Brief:
Report every line of the items below that contains the word "spectator", copying each such line in full.

Input material:
━━━━━━━━━━━━━━━━━━━━━━━━━━━━━━

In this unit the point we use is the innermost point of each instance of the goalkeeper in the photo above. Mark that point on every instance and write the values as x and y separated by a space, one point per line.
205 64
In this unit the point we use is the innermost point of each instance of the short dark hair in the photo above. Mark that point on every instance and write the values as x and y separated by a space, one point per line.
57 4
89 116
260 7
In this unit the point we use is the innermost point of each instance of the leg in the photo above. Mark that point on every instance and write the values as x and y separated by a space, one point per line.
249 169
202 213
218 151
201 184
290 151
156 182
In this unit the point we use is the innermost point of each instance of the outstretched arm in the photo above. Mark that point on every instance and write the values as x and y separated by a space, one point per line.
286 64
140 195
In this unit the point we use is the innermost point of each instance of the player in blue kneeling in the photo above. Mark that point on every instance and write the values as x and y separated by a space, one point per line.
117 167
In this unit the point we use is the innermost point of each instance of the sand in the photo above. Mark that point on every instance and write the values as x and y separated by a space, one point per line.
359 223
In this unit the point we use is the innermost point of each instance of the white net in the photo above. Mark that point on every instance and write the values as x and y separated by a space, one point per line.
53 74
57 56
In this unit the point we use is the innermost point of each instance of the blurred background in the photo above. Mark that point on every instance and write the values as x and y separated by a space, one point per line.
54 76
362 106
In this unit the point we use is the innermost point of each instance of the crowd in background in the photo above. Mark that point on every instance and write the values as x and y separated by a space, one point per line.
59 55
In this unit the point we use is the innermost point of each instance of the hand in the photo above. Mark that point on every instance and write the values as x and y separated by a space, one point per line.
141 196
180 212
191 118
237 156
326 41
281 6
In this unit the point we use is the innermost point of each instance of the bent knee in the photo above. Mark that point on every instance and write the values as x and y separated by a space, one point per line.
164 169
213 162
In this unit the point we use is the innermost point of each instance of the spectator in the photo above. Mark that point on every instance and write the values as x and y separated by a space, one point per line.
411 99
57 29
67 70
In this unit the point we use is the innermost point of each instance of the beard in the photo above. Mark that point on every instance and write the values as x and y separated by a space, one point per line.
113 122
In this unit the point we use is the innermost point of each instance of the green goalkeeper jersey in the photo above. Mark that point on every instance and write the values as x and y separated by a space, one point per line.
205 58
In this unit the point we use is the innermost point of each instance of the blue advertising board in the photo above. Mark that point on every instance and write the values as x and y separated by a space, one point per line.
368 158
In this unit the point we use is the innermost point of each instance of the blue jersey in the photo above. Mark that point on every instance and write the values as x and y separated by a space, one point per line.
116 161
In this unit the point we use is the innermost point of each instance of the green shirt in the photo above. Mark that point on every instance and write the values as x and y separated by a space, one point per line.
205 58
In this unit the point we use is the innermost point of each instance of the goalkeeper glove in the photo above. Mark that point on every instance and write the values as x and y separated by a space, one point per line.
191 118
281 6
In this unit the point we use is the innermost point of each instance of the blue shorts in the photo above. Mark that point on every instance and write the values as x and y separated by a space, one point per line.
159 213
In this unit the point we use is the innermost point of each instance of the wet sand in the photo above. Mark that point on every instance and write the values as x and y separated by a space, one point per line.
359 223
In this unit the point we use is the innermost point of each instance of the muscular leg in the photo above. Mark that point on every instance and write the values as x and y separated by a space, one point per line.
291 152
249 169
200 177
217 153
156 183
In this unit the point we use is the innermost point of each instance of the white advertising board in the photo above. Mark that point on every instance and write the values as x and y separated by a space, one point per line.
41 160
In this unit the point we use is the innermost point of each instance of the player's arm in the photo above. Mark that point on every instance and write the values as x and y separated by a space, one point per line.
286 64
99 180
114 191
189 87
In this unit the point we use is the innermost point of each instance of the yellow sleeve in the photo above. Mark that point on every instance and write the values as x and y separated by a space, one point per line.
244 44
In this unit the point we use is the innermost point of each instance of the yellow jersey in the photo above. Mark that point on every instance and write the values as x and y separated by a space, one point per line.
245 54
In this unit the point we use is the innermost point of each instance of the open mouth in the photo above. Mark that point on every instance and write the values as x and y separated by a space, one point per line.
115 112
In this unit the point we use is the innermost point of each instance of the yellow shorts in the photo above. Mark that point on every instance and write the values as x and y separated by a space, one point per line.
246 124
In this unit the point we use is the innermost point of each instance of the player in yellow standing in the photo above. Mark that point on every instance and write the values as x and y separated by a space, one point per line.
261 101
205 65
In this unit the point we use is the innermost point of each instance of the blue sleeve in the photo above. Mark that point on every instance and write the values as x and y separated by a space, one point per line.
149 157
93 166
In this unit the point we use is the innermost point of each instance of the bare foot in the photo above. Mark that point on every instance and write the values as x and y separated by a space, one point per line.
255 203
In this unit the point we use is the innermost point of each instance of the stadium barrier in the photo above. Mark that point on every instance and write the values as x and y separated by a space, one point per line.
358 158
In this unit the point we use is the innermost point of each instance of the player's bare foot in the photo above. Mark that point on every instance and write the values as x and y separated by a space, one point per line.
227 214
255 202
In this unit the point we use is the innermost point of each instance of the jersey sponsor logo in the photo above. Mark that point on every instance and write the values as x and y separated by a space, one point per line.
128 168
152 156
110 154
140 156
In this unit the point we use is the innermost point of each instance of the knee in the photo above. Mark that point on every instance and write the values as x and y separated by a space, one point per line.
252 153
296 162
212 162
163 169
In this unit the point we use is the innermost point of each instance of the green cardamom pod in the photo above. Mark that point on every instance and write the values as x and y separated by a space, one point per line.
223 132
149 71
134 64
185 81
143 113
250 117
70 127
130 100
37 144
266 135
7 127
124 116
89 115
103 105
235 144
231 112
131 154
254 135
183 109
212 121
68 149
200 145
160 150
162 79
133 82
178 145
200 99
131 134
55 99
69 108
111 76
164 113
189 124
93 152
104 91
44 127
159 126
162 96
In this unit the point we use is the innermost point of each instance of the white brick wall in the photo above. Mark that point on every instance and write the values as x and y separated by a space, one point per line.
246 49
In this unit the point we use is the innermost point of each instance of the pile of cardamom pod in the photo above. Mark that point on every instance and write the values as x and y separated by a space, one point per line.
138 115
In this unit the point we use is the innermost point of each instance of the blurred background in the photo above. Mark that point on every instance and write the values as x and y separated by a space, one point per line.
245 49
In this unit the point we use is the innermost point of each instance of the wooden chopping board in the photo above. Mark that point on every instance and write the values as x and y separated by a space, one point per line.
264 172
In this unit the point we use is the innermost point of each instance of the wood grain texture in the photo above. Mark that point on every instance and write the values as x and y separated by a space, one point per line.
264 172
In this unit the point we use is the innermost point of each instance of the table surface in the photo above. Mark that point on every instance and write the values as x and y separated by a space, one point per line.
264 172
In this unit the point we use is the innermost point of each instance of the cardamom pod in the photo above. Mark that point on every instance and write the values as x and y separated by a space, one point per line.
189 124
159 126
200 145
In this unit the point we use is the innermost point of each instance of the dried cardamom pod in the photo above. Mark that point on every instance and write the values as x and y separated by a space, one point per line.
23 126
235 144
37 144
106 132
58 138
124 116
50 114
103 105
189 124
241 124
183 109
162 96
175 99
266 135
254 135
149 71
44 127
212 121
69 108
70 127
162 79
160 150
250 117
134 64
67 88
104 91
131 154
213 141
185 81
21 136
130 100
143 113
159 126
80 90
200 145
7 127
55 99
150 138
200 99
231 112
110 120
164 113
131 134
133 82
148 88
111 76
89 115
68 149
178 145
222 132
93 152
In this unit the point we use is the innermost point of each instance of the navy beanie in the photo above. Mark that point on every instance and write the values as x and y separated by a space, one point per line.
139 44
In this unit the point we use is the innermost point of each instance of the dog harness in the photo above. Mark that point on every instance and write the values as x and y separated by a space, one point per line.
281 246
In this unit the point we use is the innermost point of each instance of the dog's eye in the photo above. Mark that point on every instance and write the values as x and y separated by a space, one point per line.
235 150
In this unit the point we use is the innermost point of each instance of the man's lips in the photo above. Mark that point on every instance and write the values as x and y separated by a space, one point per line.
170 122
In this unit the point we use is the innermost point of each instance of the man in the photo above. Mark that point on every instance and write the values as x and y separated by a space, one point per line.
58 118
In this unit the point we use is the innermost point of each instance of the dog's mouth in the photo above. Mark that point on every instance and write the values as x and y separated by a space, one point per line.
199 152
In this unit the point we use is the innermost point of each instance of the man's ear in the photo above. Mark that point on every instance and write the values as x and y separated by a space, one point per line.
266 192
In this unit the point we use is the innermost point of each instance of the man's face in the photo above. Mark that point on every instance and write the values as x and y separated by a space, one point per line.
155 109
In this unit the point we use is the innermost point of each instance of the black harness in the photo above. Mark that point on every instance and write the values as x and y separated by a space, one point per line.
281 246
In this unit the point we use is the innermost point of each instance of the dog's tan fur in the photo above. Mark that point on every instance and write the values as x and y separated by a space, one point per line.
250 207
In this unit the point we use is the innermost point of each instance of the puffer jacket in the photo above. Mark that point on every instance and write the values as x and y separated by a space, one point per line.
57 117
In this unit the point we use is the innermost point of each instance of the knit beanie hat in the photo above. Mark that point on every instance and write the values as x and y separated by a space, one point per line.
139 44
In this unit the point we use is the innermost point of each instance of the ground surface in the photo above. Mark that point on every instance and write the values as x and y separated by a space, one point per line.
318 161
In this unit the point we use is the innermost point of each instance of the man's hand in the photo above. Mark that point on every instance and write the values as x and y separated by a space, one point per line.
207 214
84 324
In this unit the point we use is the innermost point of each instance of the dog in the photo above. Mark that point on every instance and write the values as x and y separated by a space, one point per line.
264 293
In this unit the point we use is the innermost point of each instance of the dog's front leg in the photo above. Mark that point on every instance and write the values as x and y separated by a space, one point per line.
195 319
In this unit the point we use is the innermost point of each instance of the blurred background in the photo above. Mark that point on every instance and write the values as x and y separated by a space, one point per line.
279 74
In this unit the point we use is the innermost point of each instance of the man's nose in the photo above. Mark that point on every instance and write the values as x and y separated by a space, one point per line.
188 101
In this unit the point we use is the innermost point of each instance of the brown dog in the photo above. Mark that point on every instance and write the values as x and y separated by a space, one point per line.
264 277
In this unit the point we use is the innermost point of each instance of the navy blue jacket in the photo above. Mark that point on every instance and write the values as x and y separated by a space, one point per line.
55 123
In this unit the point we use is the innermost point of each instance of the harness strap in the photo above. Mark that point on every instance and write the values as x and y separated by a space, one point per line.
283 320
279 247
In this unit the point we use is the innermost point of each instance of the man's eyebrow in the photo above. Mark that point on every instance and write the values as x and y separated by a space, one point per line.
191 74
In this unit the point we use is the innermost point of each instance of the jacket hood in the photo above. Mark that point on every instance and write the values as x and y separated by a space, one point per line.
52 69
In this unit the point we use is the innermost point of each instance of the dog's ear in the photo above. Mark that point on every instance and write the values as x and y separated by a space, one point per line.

━━━━━━━━━━━━━━━━━━━━━━━━━━━━━━

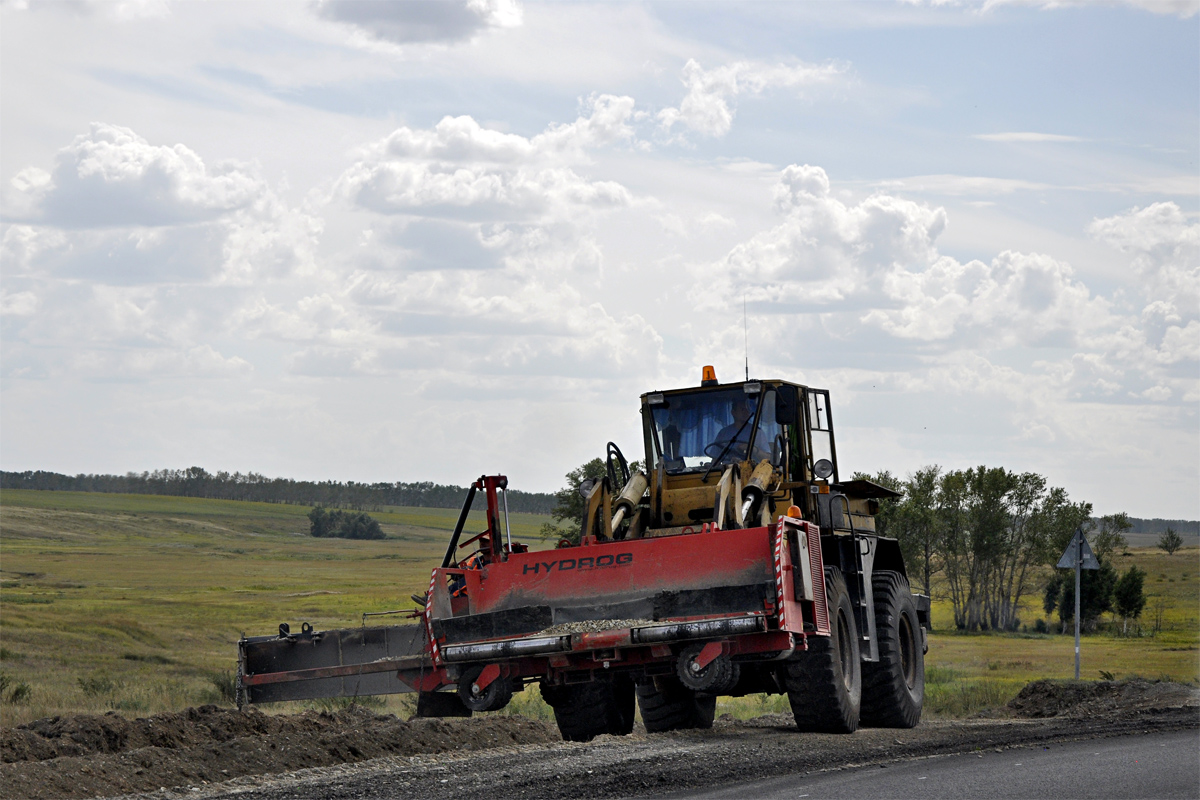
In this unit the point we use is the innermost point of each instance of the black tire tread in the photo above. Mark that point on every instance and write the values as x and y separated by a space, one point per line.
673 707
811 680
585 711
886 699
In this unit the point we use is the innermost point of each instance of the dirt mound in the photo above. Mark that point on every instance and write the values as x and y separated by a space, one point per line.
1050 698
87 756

━━━━━━━━━━━━━━━━━━━━━━━━━━━━━━

Task response:
In this unit the point we use is the innermost point of each instance of the spectator in the photo above. Mark that point on every instance and write the values as x and y separated by a space, one point per line.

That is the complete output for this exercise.